=== Prompt ===
Please copy out the yogurt nutrition tip below word for word, in full.

-- Page extract follows --

NUTRITIP: Yogurt - Good for Young and Old
Yogurt is a valuable health food for both infants and elderly persons. For children, it is a balanced source of protein, fats, carbohydrates, and minerals in a texture that kids love. For senior citizens, who usually have more sensitive colons or whose intestines have run out of lactase, yogurt is also a valuable food. Elderly intestines showed declining levels of bifidus bacteria, which allow the growth of toxin-producing and, perhaps, cancer-causing bacteria.
5. Yogurt aids healing after intestinal infections. Some viral and allergic gastrointestinal disorders injure the lining of the intestines, especially the cells that produce lactase. This results in temporary lactose malabsorption problems. This is why children often cannot tolerate milk for a month or two after an intestinal infection. Yogurt, however, because it contains less lactose and more lactase, is usually well-tolerated by healing intestines and is a popular "healing food" for diarrhea. Many pediatricians recommend yogurt for children suffering from various forms of indigestion. Research shows that children recover faster from diarrhea when eating yogurt. It's good to eat yogurt while taking antibiotics. The yogurt will minimize the effects of the antibiotic on the friendly bacteria in the intestines.

-- Page extract concluded --
-- Data excerpts follows --

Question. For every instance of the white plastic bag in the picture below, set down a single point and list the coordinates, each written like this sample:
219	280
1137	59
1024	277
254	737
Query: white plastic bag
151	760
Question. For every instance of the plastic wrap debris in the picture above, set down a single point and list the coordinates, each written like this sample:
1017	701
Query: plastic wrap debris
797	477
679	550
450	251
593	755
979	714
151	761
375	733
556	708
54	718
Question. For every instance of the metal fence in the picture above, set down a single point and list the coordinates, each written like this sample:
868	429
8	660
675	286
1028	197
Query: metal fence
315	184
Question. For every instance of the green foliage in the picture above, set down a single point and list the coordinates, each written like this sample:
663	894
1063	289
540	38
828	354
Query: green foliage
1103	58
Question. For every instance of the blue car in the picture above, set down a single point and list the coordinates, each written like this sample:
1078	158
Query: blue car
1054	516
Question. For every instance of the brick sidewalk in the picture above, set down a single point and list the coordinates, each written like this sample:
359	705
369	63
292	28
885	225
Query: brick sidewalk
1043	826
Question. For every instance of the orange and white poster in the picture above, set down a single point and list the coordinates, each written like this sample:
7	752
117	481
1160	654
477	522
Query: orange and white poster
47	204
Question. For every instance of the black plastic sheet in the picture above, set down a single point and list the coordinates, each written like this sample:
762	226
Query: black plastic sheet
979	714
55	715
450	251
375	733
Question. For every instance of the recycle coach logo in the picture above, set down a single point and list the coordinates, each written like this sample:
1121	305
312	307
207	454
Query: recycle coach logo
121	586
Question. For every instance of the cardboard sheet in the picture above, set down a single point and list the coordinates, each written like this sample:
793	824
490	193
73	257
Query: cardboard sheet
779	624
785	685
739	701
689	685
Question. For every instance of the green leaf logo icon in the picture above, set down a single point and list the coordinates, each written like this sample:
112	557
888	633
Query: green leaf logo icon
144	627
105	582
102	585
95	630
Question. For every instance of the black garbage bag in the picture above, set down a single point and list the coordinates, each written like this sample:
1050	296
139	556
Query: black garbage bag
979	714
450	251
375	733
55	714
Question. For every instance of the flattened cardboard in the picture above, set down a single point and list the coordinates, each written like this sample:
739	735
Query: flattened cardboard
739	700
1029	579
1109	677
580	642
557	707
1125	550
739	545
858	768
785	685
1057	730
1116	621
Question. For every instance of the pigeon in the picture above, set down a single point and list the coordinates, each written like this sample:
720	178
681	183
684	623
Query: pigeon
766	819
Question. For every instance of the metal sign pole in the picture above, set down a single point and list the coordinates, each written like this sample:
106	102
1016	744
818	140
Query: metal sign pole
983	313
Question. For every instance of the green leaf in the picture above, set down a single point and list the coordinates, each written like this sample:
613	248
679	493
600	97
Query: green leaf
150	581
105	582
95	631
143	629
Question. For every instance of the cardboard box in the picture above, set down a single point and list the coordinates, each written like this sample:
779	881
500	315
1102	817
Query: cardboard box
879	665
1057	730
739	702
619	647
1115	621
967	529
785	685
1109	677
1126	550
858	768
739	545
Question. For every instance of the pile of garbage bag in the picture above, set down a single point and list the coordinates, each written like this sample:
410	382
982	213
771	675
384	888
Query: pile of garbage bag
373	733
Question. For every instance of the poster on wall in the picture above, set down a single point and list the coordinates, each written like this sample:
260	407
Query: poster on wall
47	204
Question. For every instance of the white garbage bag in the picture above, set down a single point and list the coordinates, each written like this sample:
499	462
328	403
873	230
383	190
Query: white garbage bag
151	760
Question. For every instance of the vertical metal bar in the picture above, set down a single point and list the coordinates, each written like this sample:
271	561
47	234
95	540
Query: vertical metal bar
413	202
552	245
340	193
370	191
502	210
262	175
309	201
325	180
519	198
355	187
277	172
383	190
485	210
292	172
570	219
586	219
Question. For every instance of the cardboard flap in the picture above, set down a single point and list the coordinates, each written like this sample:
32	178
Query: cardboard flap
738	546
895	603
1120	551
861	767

-- Data excerpts concluded --

=== Exercise solution ===
NUTRITIP: Yogurt - Good for Young and Old
Yogurt is a valuable health food for both infants and elderly persons. For children, it is a balanced source of protein, fats, carbohydrates, and minerals in a texture that kids love. For senior citizens, who usually have more sensitive colons or whose intestines have run out of lactase, yogurt is also a valuable food. Elderly intestines showed declining levels of bifidus bacteria, which allow the growth of toxin-producing and, perhaps, cancer-causing bacteria.
5. Yogurt aids healing after intestinal infections. Some viral and allergic gastrointestinal disorders injure the lining of the intestines, especially the cells that produce lactase. This results in temporary lactose malabsorption problems. This is why children often cannot tolerate milk for a month or two after an intestinal infection. Yogurt, however, because it contains less lactose and more lactase, is usually well-tolerated by healing intestines and is a popular "healing food" for diarrhea. Many pediatricians recommend yogurt for children suffering from various forms of indigestion. Research shows that children recover faster from diarrhea when eating yogurt. It's good to eat yogurt while taking antibiotics. The yogurt will minimize the effects of the antibiotic on the friendly bacteria in the intestines.